== DOCUMENT SEGMENT ==
The influence of the global trade of food on local diets and cultural choices has exploded over recent years. Food supply chains operate globally and deliver rural produce to nearly 4 billion people now living in cities and towns. It was this principle that established the world’s first agricultural research station some 150 years ago when the founders of Rothamsted saw the potential of the agricultural land surrounding London to supply a growing urban population. In the 21st century, the whole world can be your breadbasket.

Many are conscious of what they eat — both from a health and environmental perspective. But what is the impact of this? We’re increasingly encouraged to eat less meat to tackle climate change. And meat consumption, in the European Union at least, has reduced and stabilized at around 42 million tons over the last 15 years. There are also now new labels for different types of meat eaters: flexitarians (only eat meat sometimes) or the reducetarian (aim to eat less meat) that reflect the ways different groups are trying to cut down.

But what about all those fruits, vegetables, and staples crossing the globe — can we really label them as more sustainable than eating meat? The growth of ethical food purchases now make up close to 10 percent of grocery purchases in the UK, which is double that of tobacco. But in addition to the impact of air miles, global land and resource use determine the sustainability of the food we eat — food production can destroy or displace natural resources in order to supply the growing demand. Changing land use to expand avocado production in Mexico, for example, is displacing the rainforest. Or the devastating impact of non-certificated palm oil, used in food but also a whole host of other products. And then there is the issue of food wastage.

== DO THIS ==
Copy the passage on global food trade and sustainability word for word, everything from "The influence of" down to "be your breadbasket.".

== EXCERPTED RECORDS ==

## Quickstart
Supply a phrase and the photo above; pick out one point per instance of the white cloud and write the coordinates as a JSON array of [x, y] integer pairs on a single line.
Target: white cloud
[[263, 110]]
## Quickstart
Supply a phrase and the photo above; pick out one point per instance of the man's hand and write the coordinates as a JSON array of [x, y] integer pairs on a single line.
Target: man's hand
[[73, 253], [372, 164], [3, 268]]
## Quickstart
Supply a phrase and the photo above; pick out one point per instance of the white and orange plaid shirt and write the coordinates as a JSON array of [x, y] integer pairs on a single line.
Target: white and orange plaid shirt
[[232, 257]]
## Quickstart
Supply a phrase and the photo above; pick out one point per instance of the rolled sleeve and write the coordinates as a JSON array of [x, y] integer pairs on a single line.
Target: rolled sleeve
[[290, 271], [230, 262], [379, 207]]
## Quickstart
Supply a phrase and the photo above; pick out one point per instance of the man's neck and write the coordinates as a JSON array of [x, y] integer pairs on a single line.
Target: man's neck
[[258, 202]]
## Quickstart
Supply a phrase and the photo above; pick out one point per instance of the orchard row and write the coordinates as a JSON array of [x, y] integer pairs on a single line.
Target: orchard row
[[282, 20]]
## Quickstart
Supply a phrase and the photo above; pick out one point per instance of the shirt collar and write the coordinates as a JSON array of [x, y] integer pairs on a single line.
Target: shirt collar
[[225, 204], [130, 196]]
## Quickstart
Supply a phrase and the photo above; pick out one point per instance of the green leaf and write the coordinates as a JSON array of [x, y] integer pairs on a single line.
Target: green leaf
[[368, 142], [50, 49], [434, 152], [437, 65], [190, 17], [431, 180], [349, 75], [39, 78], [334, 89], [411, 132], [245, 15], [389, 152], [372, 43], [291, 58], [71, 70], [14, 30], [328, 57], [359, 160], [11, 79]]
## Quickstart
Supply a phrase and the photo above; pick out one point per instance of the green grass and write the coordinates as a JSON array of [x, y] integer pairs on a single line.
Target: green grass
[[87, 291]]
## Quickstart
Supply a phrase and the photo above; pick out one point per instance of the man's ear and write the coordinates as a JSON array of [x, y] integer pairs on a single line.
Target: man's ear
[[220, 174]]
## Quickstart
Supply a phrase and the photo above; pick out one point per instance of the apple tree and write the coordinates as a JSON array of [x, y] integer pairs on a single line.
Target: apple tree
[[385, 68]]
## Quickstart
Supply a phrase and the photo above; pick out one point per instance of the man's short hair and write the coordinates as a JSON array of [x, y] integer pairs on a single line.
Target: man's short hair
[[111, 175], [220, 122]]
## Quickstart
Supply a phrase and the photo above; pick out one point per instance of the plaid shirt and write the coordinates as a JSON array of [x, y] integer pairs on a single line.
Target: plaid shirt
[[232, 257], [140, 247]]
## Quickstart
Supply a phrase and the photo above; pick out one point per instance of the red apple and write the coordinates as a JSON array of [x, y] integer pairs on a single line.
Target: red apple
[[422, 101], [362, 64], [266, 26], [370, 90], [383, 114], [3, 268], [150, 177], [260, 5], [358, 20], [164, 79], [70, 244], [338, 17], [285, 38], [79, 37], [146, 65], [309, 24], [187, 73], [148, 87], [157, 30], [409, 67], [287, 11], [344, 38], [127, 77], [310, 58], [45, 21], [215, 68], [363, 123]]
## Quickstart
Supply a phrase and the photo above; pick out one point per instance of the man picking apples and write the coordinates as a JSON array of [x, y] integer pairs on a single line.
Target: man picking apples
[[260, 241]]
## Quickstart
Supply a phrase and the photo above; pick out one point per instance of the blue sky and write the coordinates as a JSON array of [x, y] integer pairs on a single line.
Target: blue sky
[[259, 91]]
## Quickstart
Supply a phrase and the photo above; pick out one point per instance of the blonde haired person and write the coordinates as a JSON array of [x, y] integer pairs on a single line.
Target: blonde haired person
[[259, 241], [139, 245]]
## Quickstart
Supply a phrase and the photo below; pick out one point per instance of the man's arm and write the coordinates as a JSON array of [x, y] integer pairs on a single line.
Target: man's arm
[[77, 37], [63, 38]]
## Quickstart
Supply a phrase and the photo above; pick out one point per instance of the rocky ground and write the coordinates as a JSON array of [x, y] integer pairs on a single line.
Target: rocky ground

== OUTPUT OF THE TASK ==
The influence of the global trade of food on local diets and cultural choices has exploded over recent years. Food supply chains operate globally and deliver rural produce to nearly 4 billion people now living in cities and towns. It was this principle that established the world’s first agricultural research station some 150 years ago when the founders of Rothamsted saw the potential of the agricultural land surrounding London to supply a growing urban population. In the 21st century, the whole world can be your breadbasket.